## To do
In the copy you make, include no pictures, and transcribe every record exactly.

## Record excerpts
☆ ☆ ☆
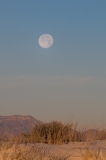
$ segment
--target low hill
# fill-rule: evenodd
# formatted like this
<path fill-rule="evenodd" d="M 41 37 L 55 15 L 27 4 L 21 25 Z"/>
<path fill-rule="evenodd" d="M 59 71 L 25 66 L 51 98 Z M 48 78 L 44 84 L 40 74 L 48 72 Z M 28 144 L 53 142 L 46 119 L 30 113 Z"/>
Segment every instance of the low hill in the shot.
<path fill-rule="evenodd" d="M 28 133 L 36 124 L 42 122 L 32 116 L 0 116 L 0 135 L 6 136 L 10 134 Z"/>

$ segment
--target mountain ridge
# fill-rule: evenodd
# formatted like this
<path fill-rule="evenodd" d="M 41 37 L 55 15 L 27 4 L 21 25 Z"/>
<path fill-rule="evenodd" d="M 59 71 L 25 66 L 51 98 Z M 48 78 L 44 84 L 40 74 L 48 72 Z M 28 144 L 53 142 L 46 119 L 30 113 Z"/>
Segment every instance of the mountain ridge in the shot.
<path fill-rule="evenodd" d="M 28 133 L 35 125 L 41 123 L 40 120 L 35 119 L 31 115 L 0 115 L 0 135 L 8 136 L 11 134 Z"/>

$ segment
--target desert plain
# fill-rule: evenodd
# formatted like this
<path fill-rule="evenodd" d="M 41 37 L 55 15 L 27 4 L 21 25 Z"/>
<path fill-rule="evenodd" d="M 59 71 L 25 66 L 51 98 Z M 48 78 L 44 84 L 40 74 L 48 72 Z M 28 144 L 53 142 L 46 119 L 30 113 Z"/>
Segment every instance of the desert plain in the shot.
<path fill-rule="evenodd" d="M 0 144 L 0 160 L 106 160 L 106 141 Z"/>
<path fill-rule="evenodd" d="M 0 116 L 0 160 L 106 160 L 105 128 Z"/>

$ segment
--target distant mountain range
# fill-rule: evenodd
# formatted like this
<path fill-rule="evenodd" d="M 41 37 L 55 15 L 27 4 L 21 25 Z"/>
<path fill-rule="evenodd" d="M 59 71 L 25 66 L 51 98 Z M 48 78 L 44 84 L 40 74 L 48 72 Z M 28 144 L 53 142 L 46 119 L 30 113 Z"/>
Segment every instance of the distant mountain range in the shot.
<path fill-rule="evenodd" d="M 19 133 L 28 133 L 36 124 L 42 122 L 32 116 L 0 116 L 0 135 L 6 136 L 10 134 L 17 135 Z"/>

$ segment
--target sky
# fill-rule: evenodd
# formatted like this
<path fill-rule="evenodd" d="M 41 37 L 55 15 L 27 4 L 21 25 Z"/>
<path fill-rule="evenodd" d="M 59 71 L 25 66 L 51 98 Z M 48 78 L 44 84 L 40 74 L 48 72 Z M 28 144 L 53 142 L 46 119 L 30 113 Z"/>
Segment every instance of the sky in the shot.
<path fill-rule="evenodd" d="M 106 123 L 105 61 L 106 0 L 0 1 L 0 115 Z"/>

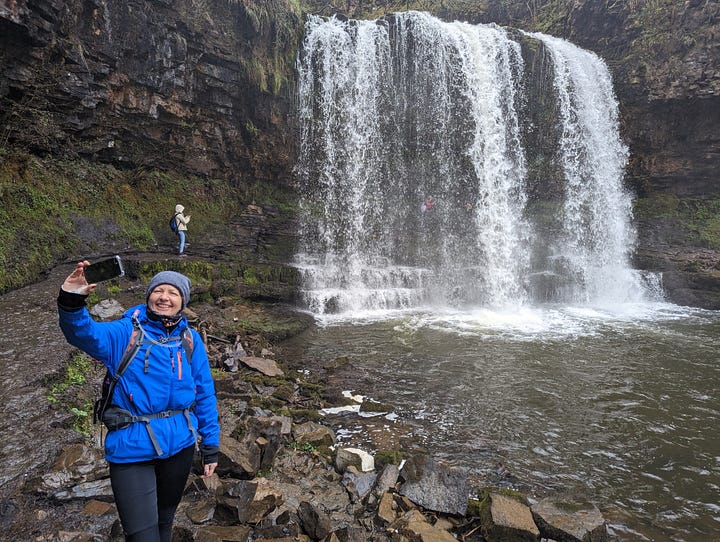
☆ ☆ ☆
## The completed task
$ segment
--target low hill
# fill-rule: evenodd
# formatted like this
<path fill-rule="evenodd" d="M 41 37 L 55 15 L 27 4 L 21 25 Z"/>
<path fill-rule="evenodd" d="M 59 71 L 25 66 L 51 98 Z M 48 78 L 44 84 L 40 74 L 48 72 Z M 28 144 L 53 142 L 46 119 L 30 113 Z"/>
Segment every instance of the low hill in the shot.
<path fill-rule="evenodd" d="M 28 133 L 36 124 L 42 122 L 32 116 L 0 116 L 0 135 L 6 136 L 10 134 Z"/>

$ segment
--target mountain ridge
# fill-rule: evenodd
# formatted like this
<path fill-rule="evenodd" d="M 41 37 L 55 15 L 27 4 L 21 25 Z"/>
<path fill-rule="evenodd" d="M 59 71 L 25 66 L 51 98 Z M 48 78 L 44 84 L 40 74 L 48 72 Z M 28 144 L 53 142 L 46 119 L 30 113 Z"/>
Segment every instance of the mountain ridge in the shot.
<path fill-rule="evenodd" d="M 28 133 L 35 125 L 41 123 L 40 120 L 35 119 L 31 115 L 0 115 L 0 135 L 8 136 L 11 134 Z"/>

$ segment
--target desert plain
# fill-rule: evenodd
# formatted like this
<path fill-rule="evenodd" d="M 41 37 L 55 15 L 27 4 L 21 25 Z"/>
<path fill-rule="evenodd" d="M 59 71 L 25 66 L 51 98 Z M 48 78 L 44 84 L 40 74 L 48 72 Z M 28 144 L 53 142 L 46 119 L 30 113 Z"/>
Segment every instance of the desert plain in the shot.
<path fill-rule="evenodd" d="M 0 144 L 0 160 L 106 160 L 106 141 Z"/>
<path fill-rule="evenodd" d="M 0 116 L 0 160 L 106 160 L 105 128 Z"/>

$ segment
--target distant mountain range
# fill-rule: evenodd
# formatted like this
<path fill-rule="evenodd" d="M 41 37 L 55 15 L 27 4 L 21 25 Z"/>
<path fill-rule="evenodd" d="M 59 71 L 25 66 L 51 98 Z M 48 78 L 44 84 L 40 74 L 48 72 Z M 28 144 L 53 142 L 46 119 L 30 113 Z"/>
Segment every instance of the distant mountain range in the shot.
<path fill-rule="evenodd" d="M 19 133 L 28 133 L 36 124 L 42 122 L 32 116 L 0 116 L 0 135 L 6 136 L 10 134 L 17 135 Z"/>

$ segment
--target sky
# fill-rule: evenodd
# formatted like this
<path fill-rule="evenodd" d="M 41 37 L 55 15 L 27 4 L 21 25 Z"/>
<path fill-rule="evenodd" d="M 59 71 L 25 66 L 51 98 Z M 48 78 L 44 84 L 40 74 L 48 72 Z M 28 144 L 53 142 L 46 119 L 30 113 Z"/>
Segment every instance of the sky in the shot.
<path fill-rule="evenodd" d="M 106 123 L 105 61 L 106 0 L 0 1 L 0 115 Z"/>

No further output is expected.